— Exercice court —
Extrayez du texte sur Lénine et la Commune de Paris le passage qui va de « Lors de la révolution » jusqu'à « première fut publiée. » inclus, sans y changer un seul mot.

Lors de la révolution russe de 1905 et à différentes reprises au cours des années suivantes, Lénine, qui séjourna pendant plusieurs années dans notre capitale avant la guerre de 1914-1918, a souvent évoqué la Commune de Paris. En 1917, entre la révolution de février et celle d'octobre, ses références systématiques ont jalonné sa réflexion et son action.

De Zurich où il était en exil, il adressait en mars 1917 à Staline et Kamenev, qui venaient de prendre le contrôle de La Pravda, une correspondance composée de cinq Lettres de loin, dont seule la première fut publiée.

Lénine proclamant le pouvoir des Soviets à la réunion historique du Deuxième Congrès des Soviets de toute la Russie au quartier général des bolcheviques à Saint-Petersbourg - Institut Smolny le 7 novembre 1917
Lénine proclamant le pouvoir des Soviets à la réunion historique du Deuxième Congrès des Soviets de toute la Russie au quartier général des bolcheviques à Saint-Petersbourg - Institut Smolny le 7 novembre 1917

 

Dans la troisième, qui ne le sera qu'en 1924 dans la revue l’Internationale communiste, Lénine écrivait que les ouvriers

« se sont engagés avec juste raison dans la voie indiquée par l'expérience de notre révolution de 1905 et de la Commune de Paris de 1871 ; ils ont créé le Soviet des députés ouvriers… » (tome 23,p. 352). (1)

— Données extraites —
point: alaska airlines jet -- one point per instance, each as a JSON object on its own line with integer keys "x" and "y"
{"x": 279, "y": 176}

* * *

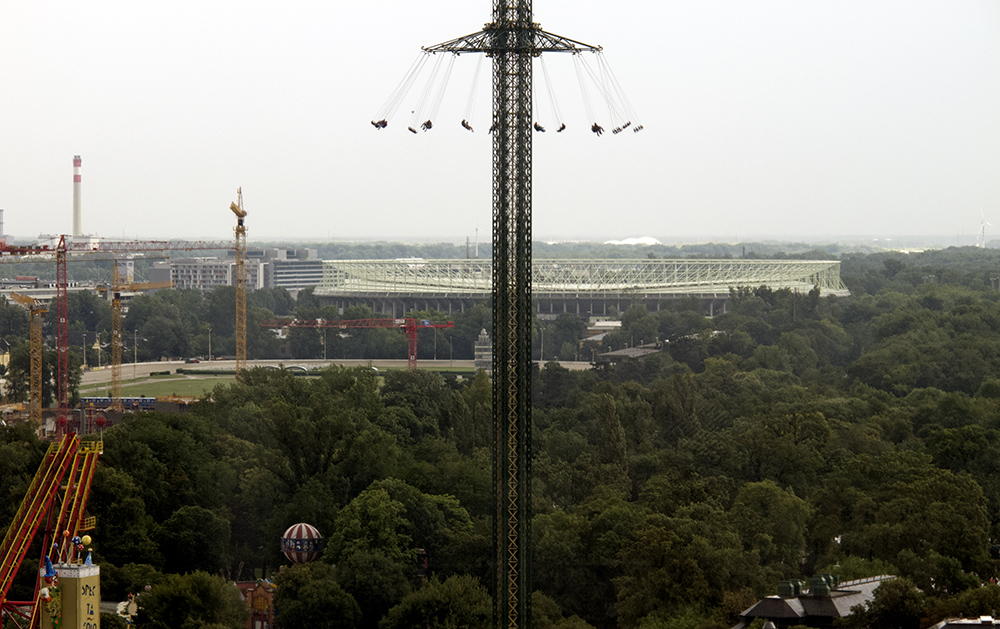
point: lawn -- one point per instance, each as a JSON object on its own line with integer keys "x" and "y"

— Résultat attendu —
Lors de la révolution russe de 1905 et à différentes reprises au cours des années suivantes, Lénine, qui séjourna pendant plusieurs années dans notre capitale avant la guerre de 1914-1918, a souvent évoqué la Commune de Paris. En 1917, entre la révolution de février et celle d'octobre, ses références systématiques ont jalonné sa réflexion et son action.

De Zurich où il était en exil, il adressait en mars 1917 à Staline et Kamenev, qui venaient de prendre le contrôle de La Pravda, une correspondance composée de cinq Lettres de loin, dont seule la première fut publiée.